• Stated exercise
Copy every item below word for word, leaving out the pictures.
□ □ □ □ □ □ □
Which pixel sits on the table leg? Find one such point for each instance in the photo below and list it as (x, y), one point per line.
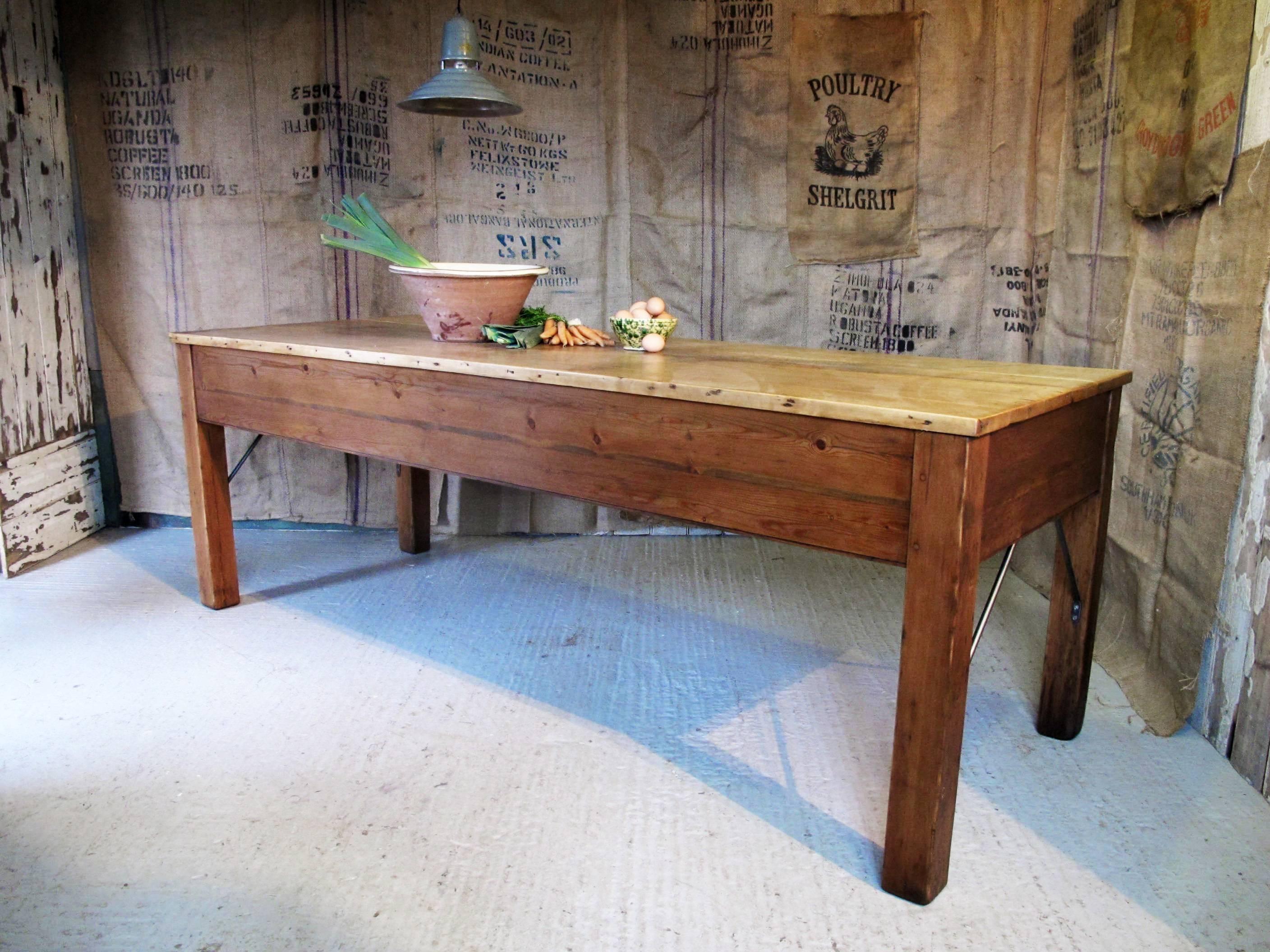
(414, 509)
(210, 513)
(1070, 645)
(944, 530)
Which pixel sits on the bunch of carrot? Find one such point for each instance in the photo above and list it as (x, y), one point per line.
(558, 332)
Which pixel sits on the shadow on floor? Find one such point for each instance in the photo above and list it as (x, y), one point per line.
(617, 652)
(609, 654)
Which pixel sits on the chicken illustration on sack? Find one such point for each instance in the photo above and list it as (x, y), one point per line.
(846, 153)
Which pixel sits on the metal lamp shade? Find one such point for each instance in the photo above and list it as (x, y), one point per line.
(460, 89)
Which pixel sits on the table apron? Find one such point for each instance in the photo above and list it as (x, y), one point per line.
(828, 484)
(1042, 467)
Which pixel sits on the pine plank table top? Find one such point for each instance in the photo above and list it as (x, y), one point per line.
(930, 464)
(934, 394)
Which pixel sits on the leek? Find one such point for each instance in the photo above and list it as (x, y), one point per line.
(370, 234)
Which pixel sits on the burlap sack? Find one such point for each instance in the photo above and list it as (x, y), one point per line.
(1192, 330)
(1184, 97)
(210, 145)
(851, 168)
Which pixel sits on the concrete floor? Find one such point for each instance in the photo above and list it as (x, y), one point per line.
(563, 744)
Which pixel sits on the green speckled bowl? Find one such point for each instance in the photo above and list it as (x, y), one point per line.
(633, 330)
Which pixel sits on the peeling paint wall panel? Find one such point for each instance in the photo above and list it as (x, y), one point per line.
(50, 480)
(50, 498)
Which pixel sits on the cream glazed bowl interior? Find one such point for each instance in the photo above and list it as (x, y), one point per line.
(456, 299)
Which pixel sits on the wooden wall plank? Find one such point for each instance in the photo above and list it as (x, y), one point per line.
(50, 478)
(45, 393)
(50, 498)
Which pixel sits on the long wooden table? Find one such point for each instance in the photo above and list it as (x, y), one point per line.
(924, 462)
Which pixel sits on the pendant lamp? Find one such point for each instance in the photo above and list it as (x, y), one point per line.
(460, 89)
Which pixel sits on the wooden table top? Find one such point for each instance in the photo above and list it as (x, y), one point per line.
(945, 395)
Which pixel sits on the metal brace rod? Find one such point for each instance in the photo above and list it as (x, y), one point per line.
(243, 458)
(1077, 602)
(992, 598)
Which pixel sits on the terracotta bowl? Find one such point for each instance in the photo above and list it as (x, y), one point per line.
(455, 299)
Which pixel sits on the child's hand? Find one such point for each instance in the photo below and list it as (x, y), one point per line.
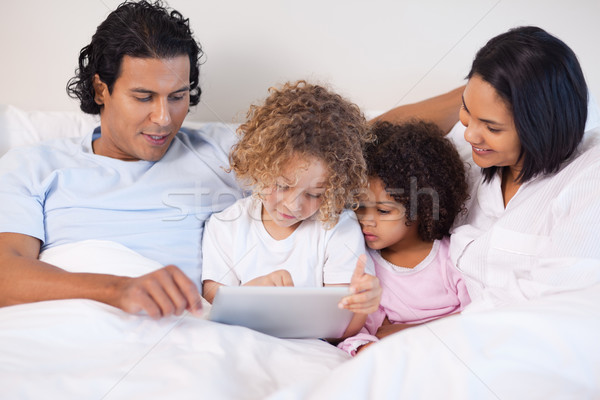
(281, 277)
(365, 288)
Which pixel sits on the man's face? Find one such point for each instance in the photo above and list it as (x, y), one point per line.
(146, 108)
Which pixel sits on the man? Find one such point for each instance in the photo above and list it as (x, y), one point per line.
(133, 182)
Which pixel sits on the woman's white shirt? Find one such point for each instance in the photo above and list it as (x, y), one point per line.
(545, 241)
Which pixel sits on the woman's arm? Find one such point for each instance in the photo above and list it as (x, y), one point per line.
(441, 110)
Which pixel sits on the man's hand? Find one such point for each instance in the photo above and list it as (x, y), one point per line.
(281, 277)
(164, 292)
(365, 288)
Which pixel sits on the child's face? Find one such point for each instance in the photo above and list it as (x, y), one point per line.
(383, 220)
(297, 193)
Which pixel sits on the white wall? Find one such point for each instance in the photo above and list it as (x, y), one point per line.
(379, 53)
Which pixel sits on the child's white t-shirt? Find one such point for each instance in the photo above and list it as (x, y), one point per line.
(237, 248)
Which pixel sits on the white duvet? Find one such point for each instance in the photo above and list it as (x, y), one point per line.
(79, 349)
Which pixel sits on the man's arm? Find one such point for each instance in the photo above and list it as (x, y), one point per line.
(441, 110)
(25, 279)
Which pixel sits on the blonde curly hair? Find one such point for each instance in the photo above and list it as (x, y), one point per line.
(309, 121)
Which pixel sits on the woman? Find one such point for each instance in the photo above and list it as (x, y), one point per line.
(528, 246)
(533, 219)
(534, 215)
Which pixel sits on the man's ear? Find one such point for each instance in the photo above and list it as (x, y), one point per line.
(100, 90)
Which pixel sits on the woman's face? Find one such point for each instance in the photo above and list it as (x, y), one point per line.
(490, 127)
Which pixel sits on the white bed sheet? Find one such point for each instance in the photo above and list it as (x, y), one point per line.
(80, 349)
(541, 349)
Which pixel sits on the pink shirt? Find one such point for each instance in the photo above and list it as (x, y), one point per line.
(430, 290)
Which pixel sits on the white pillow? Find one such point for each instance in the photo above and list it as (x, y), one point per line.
(19, 128)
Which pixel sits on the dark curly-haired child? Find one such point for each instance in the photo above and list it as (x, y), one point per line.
(302, 153)
(416, 188)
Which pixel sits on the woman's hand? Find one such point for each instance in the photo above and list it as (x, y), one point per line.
(365, 289)
(281, 277)
(387, 328)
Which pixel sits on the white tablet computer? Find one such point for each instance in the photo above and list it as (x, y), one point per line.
(285, 312)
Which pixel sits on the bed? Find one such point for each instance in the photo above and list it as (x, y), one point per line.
(79, 349)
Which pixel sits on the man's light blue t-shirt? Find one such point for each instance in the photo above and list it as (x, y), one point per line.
(61, 192)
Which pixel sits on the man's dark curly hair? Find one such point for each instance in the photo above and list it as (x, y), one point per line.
(419, 167)
(137, 29)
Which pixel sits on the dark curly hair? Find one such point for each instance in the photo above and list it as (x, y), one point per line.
(421, 170)
(136, 29)
(541, 81)
(311, 121)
□ □ □ □ □ □ □
• Written response
Which pixel sits on the table leg? Find one such point for each instance in the photo below and list it as (x, y), one point per line.
(414, 509)
(210, 513)
(1070, 645)
(944, 530)
Which pixel sits on the bunch of carrot? Find one such point for each instance in the photo above and list it as (x, y), one point per line.
(558, 332)
Which pixel sits on the shadow on floor? Find one such point for each instance in the photo above and list it as (x, y), one point per line.
(617, 652)
(609, 654)
Which pixel sits on the chicken illustration on sack? Find one such point for each instance in the photo above and list it as (x, y), one point per line.
(846, 153)
Which pixel sits on the metal lamp shade? Find one such point for each instance in the photo above and list it as (x, y), one point per line.
(460, 89)
Which pixel sits on the table apron? Find one such point for each instance in the photo above and list it as (x, y), one point per line.
(828, 484)
(1042, 467)
Which pixel sits on the pine plank table top? Find one such point for each instance in the photo above and list it as (x, y), one point per line.
(930, 464)
(934, 394)
Which pixel sits on the leek? Find one such point for each instance in the photo above and list it as (x, y), one point per line.
(370, 234)
Which pixel sits on the burlap sack? Find one such point for each instance in the photo above and list it as (x, y), one point per line.
(1192, 330)
(1184, 97)
(210, 145)
(851, 168)
Which pixel sits on the concrete floor? Find one such point for each instance in the photo above and list it as (x, y), one point per line.
(563, 744)
Which pixel sits on the green speckled bowl? Find one such point for each instance in the photo above and list it as (x, y), one point per line.
(633, 330)
Which pixel sits on the peeling paint wall panel? Find one such point for each instance in the photo above and list it as (x, y), one point per line.
(50, 480)
(50, 498)
Which pixel sits on the cream glazed bowl interior? Find one such point for each instance in the photo above and list it as (x, y), one point per line.
(456, 299)
Which pixel sits on the wooden wall plank? Find one such point for each instance in the photo above and list it as (x, y), one point per line.
(50, 478)
(45, 393)
(50, 498)
Which pixel sits on the long wooden table? Find one such point for each instance in the photo above and list it as (x, y), one point per line.
(924, 462)
Which pixel sits on the pendant lamp? Find one such point for each instance in the photo above and list it as (x, y), one point per line.
(460, 89)
Which pixel sits on the wooden table top? Find one such point for each instance in the photo above and list it as (x, y), one point per line.
(945, 395)
Which pixel sits on the metal brace rod? Find one such point for each instance in the photo above and list it as (x, y), one point per line.
(243, 458)
(1077, 602)
(992, 598)
Which pixel sits on the terracotta bowl? Find one such point for each instance in the photo above and list it as (x, y), one point per line.
(455, 299)
Which pixel sits on the child's hand? Find one such point for each instance in the photo below and list it as (x, y), one point per line.
(281, 277)
(365, 288)
Which pixel sits on the man's face? Find one such point for each instance in the photo above and list it as (x, y), one point per line.
(146, 108)
Which pixel sits on the man? Find one such point for each instance in the photo above and list it as (x, y), one point per line.
(133, 182)
Which pixel sits on the woman's white shirt? Find one such point for each instance in the photo above and list it as (x, y), one point per line.
(545, 241)
Which pixel sits on the woman's arm? Find one such point for each instance in the photo above and list it as (x, y), one point per line.
(441, 110)
Which pixel sits on the man's hand? Find one such point for each instance in the photo above and list it as (x, y), one point per line.
(281, 277)
(164, 292)
(365, 288)
Which pixel sits on the child's face? Find one such point for each instance in the photo above and list it as (x, y), one point per line.
(383, 220)
(297, 193)
Which pixel sits on the white wall? Find one such point for each instance in the photo above and list it as (x, y), one point per line.
(379, 53)
Which pixel sits on the child's white t-shirt? Find one such point for each instance in the photo above and list it as (x, y), one point per line.
(237, 248)
Which pixel sits on the white duvet? Find one such point for each instance in the photo above and list it as (x, y), one point per line.
(79, 349)
Which pixel sits on the man's arm? Find one such point for each instance in the photo above and list it as (x, y), one point per line.
(441, 110)
(25, 279)
Which pixel sits on the blonde curly hair? Find one such point for each instance in the photo above and list it as (x, y), one point per line.
(309, 121)
Which pixel sits on the woman? Find one such point for each instance in the photo above and list it as (x, y), one point per line.
(528, 246)
(533, 219)
(534, 215)
Which pixel sits on the man's ear? Find one such point for each instance in the photo above and list it as (x, y), one point per line.
(100, 90)
Which pixel sits on the woman's face? Find one such point for each instance in the photo above and list it as (x, y), one point per line.
(490, 127)
Which pixel sits on the white bed sheet? Find one such point for each instance in the photo above and list it as (x, y), one point per line.
(80, 349)
(541, 349)
Which pixel sits on the pink shirt? Find one such point for each instance in the photo above and list it as (x, y), one point per line.
(430, 290)
Which pixel sits on the white pillow? Find one such point for each instance in the photo above and list it as (x, y), one point per line.
(19, 128)
Which pixel sits on the dark curly-haired child? Find one such point for each instance in the photo above and list it as (x, y), one point per line.
(302, 153)
(416, 188)
Which pixel sits on the woman's hand? Find one such point for each instance in the photo above and list it as (x, y), one point per line.
(365, 289)
(281, 277)
(387, 328)
Which pixel sits on the white tablet computer? Find one such point for each instance in the photo above and list it as (x, y), one point per line.
(285, 312)
Which pixel sits on the bed? Find one such point for each instance in the photo above and list it as (x, y), one point per line.
(79, 349)
Which pixel sits on the man's light blue t-shirt? Find one such point for each instance in the photo above and list it as (x, y), one point per line.
(61, 192)
Which pixel sits on the man's dark curly hair? Find one such point for each instance in the photo above and list it as (x, y), one point per line.
(419, 167)
(137, 29)
Which pixel sits on the dark curly hair? Find one such point for each instance in the photo above and list it as (x, y), one point per line.
(421, 170)
(136, 29)
(541, 81)
(311, 121)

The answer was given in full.